### [Consignes à suivre]
**A)** Dans la légende de l'article sur la répression à Hong Kong, relevez tous les noms de personnes qui commencent par la lettre L.
**B)** Selon l'article sur la répression à Hong Kong, à quelle date Hong Kong Free Press a-t-il publié ce texte ?
**C)** Reproduisez le passage de l'article sur la répression à Hong Kong qui commence par « Pékin organise la » et se termine par « Kong Free Press. ».

:: Texte étudié ::

Pékin organise la répression de l'opposition à Hong Kong en pleine crise du COVID-19

Mosaïque des visages des opposants hongkongais arrêtés le 18 avril 2020.

Arrestations en masse du 18 avril 2020 : Leung Yiu-chung, Avery Ng, Lee Cheuk-yan, Albert Ho, Martin Lee, Figa Chan, Jimmy Lai, Sin Chung-kai, Cyd Ho, Au Nok-hin, Margaret Ng, Yeung Sum, Raphael Wong, Leung Kwok-hung, Richard Tsoi. Image de Hong Kong Free Press.

L'article suivant a été publié [en] le 20 avril 2020 sur Hong Kong Free Press (HKFP) et est republié sur Global Voices dans le cadre d'un accord de partage de contenu.

Alors que l'attention du monde est focalisée sur la pandémie du coronavirus et les manifestant·e·s qui ont déserté les rues, les autorités chinoises et de Hong-Kong ont intensifié leurs efforts pour faire échec au mouvement pro-démocratique sur le territoire semi-autonome.

:::
:: Données fournies ::

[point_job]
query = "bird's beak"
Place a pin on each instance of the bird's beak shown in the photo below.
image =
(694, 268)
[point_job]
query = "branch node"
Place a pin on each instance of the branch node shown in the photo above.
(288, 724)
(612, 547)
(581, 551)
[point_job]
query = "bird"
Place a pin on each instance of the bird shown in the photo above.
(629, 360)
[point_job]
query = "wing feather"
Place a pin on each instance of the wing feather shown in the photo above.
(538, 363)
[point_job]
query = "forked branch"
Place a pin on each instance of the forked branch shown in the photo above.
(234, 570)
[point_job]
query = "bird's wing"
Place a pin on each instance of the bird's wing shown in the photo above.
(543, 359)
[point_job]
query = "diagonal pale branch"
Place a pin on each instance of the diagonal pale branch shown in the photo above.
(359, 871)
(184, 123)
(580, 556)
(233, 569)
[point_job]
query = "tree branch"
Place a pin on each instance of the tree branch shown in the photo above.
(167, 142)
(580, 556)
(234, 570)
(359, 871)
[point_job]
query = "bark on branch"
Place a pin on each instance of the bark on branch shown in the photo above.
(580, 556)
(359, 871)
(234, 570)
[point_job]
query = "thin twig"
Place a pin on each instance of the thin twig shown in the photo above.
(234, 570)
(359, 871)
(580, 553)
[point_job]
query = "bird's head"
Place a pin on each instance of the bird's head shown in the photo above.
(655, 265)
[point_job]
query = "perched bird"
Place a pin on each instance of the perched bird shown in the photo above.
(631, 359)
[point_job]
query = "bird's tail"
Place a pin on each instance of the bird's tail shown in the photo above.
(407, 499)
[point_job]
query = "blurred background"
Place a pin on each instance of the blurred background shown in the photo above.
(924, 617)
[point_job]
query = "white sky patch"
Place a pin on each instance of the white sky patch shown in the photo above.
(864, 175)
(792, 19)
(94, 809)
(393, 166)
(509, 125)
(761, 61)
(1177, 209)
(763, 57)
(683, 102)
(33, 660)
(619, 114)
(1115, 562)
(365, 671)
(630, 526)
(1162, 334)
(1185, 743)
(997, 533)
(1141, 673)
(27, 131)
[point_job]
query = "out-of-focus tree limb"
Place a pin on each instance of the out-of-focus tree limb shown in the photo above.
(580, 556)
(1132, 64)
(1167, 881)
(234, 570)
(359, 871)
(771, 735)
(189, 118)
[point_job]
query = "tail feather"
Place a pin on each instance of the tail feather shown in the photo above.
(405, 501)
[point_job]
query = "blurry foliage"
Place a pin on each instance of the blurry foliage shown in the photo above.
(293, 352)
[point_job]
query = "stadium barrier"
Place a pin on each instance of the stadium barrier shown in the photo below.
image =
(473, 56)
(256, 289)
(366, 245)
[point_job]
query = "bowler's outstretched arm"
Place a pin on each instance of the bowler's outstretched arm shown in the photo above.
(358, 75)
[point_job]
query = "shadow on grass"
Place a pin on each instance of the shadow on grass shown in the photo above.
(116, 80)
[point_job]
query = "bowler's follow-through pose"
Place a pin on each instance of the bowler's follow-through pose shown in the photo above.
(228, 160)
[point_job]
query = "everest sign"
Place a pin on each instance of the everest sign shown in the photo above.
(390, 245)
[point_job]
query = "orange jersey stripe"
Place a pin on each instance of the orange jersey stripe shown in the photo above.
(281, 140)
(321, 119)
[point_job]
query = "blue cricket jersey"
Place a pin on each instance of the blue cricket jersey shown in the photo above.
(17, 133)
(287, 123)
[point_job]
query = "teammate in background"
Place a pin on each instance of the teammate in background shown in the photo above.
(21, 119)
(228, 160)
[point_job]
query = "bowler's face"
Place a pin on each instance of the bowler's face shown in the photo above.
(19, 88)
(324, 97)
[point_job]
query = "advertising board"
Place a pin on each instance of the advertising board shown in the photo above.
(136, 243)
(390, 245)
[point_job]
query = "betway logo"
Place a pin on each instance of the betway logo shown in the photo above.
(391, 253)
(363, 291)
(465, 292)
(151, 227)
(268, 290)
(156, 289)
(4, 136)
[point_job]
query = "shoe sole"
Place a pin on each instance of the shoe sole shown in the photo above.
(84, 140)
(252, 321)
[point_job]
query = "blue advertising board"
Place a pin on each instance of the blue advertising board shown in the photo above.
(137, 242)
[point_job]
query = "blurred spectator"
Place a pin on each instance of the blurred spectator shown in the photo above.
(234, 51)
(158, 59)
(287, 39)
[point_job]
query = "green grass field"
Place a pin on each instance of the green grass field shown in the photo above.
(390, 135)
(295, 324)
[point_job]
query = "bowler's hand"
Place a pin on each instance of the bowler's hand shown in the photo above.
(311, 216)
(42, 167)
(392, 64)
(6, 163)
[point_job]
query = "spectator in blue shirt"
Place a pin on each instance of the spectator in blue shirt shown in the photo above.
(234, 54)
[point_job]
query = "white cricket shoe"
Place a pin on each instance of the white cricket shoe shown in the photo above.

:::

### [Réponses successives]
**A)** Leung Yiu-chung, Lee Cheuk-yan, Leung Kwok-hung

**B)** Le 20 avril 2020.

**C)**
Pékin organise la répression de l'opposition à Hong Kong en pleine crise du COVID-19

Mosaïque des visages des opposants hongkongais arrêtés le 18 avril 2020.

Arrestations en masse du 18 avril 2020 : Leung Yiu-chung, Avery Ng, Lee Cheuk-yan, Albert Ho, Martin Lee, Figa Chan, Jimmy Lai, Sin Chung-kai, Cyd Ho, Au Nok-hin, Margaret Ng, Yeung Sum, Raphael Wong, Leung Kwok-hung, Richard Tsoi. Image de Hong Kong Free Press.